EXTRACT PROVIDED
School’s Out: Seniors Graduate After Tumultuous High School Career

A class that has gone from a normal freshman year, to almost two years outside the classroom during the COVID-19 pandemic and then back into the classroom has finally wrapped up their tumultuous high school career.

This year’s class of graduates totaled 6,468.

Thursday, June 16 was also the first graduation for the county’s newest high school, Lightridge. Tanmayi Alaparti was the school’s first-ever valedictorian, with Andrew Collins and Vainateya Rangaraju its first salutatorians.

“The Class of 2022 Bolts is one of the most resilient classes to graduate from Loudoun County Public Schools,” said Lightridge Principal Ryan Hitchman. “They have transitioned through multiple schools with grace and distinction. We are proud of the impressive contributions they continue to make to the world.”

Resiliency was a common theme in last week’s graduation speeches and ceremonies. At the county’s oldest high school, Loudoun County High School, Principal Michelle Luttrell had similar praise.

“The class of 2022 was a class that boldly reemerged and bravely reengaged after their lives were reshaped and redefined by the hardest of times,” Luttrell said. “They leave Loudoun County High School as caring, connected and compassionate people who are not afraid to give their most authentic self to the world and unconditionally accept others as they do the same.”

“This class has gone from shut down, to masks being back. They are resilient, they are talented and they are going far in our community,” said Broad Run Principal David Spage.

“The Dominion High School Class of 2022 embodies the concept of ‘Truly Titan,’ demonstrating resilience in the face of adversity and exhibiting kindness and trustworthiness indicative of our school community’s values,” said Dominion Principal John Brewer.

“The term ‘persistence’ is defined as doing something despite difficulty or delay in achieving success. The Briar Woods Class of 2022 exemplifies persistence,” said Briar Woods Principal Sheila Alzate. “In the face of years of adversity, they consistently put one foot in front of the other despite a world of uncertainty, and found their way to success on this journey.”

At Riverside High School, on the school’s newly renamed F.A.C.T. Field, longtime teacher Phillip Campbell recalled the stories of a class some of whom he taught in sixth grade at Belmont Ridge Middle School.

“I encourage each one of you to be the authentic, courageous and the original person that is you, because when it comes to being you, there is no one in this world that will be more of an expert to being you, then you,” Campbell said. “I will forever have your back, just as you have always had mine.” 

Kiki Stathis, senior class president and future University of Alabama student, wished her peers good luck and noted that change is hard.

“We can laugh while we cry, cheer while we reflect, and we get to do so together as the final act of the Class of 2022,” Stathis said. 

Olivia Ausnehmer is a rising junior at Penn State and an intern at Loudoun Now.

EXCERPTED DATA
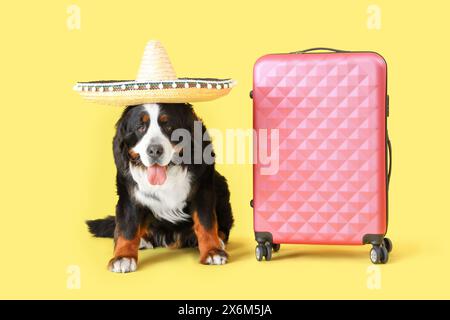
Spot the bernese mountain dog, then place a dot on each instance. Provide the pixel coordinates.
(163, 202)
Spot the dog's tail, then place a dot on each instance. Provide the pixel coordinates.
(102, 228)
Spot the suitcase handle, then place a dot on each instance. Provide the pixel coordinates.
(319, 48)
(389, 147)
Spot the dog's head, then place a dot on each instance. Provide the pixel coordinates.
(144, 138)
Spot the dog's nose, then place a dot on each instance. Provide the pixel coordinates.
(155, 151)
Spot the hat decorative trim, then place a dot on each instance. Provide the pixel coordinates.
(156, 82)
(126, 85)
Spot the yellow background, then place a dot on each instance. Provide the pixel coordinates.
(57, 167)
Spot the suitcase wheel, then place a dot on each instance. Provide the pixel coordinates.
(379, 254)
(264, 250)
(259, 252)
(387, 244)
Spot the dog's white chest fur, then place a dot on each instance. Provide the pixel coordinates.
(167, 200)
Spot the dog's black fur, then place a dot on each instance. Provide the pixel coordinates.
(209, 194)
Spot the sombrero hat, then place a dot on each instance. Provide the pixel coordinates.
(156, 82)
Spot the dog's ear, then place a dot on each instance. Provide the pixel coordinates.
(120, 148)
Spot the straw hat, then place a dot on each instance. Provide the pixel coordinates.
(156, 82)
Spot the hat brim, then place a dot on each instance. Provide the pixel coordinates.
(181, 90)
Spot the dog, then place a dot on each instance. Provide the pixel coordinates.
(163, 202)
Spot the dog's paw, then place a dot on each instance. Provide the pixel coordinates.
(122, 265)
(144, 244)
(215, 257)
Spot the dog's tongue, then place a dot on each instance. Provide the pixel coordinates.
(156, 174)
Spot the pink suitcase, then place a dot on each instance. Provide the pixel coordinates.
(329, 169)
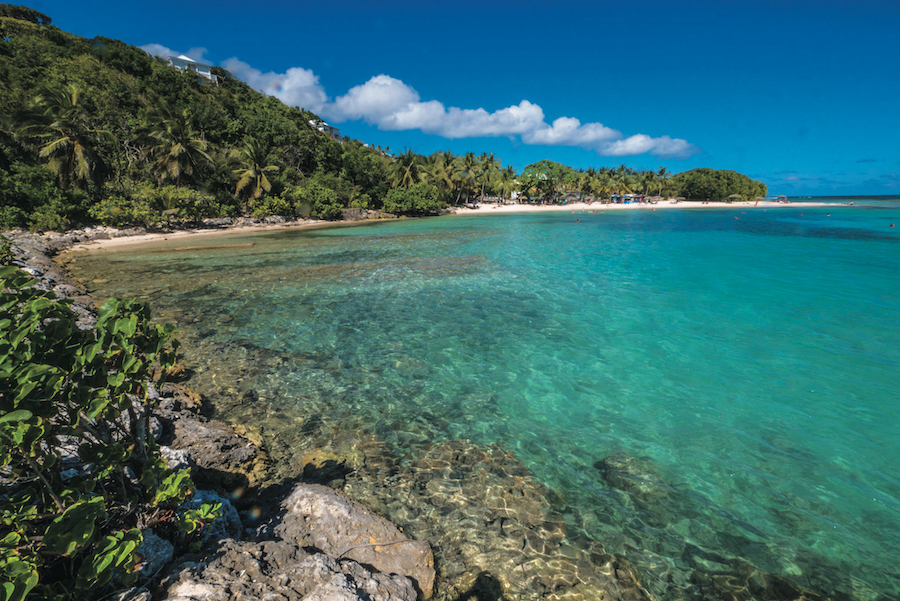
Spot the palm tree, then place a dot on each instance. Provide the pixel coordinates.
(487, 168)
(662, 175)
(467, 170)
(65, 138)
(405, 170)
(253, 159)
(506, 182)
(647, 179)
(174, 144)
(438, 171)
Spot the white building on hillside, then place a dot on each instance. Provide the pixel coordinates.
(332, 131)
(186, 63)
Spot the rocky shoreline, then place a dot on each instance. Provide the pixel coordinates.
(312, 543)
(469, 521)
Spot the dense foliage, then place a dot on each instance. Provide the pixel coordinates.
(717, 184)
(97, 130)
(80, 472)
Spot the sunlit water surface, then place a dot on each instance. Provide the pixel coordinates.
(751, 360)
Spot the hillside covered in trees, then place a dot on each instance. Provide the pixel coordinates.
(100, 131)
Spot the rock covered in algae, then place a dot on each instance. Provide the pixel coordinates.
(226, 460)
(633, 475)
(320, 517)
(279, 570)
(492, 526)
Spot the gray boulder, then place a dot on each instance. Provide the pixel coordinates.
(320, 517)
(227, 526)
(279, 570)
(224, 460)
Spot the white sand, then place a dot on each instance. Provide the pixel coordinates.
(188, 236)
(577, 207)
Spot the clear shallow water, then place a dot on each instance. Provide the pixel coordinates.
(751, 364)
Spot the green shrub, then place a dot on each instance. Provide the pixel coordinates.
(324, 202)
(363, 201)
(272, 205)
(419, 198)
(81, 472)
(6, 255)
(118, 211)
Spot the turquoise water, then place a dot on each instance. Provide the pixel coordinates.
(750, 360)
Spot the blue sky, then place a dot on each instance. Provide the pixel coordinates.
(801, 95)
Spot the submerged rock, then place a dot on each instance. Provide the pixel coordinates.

EXERCISE PROMPT
In the graduation article, turn the paragraph beginning "Thursday, June 16 was also" into a short bulleted list that keeps its main facts.

OUTPUT FOR THIS TASK
- Thursday, June 16 was also the first graduation for Lightridge, the county's newest high school.
- Tanmayi Alaparti was Lightridge's first-ever valedictorian.
- Andrew Collins and Vainateya Rangaraju were its first salutatorians.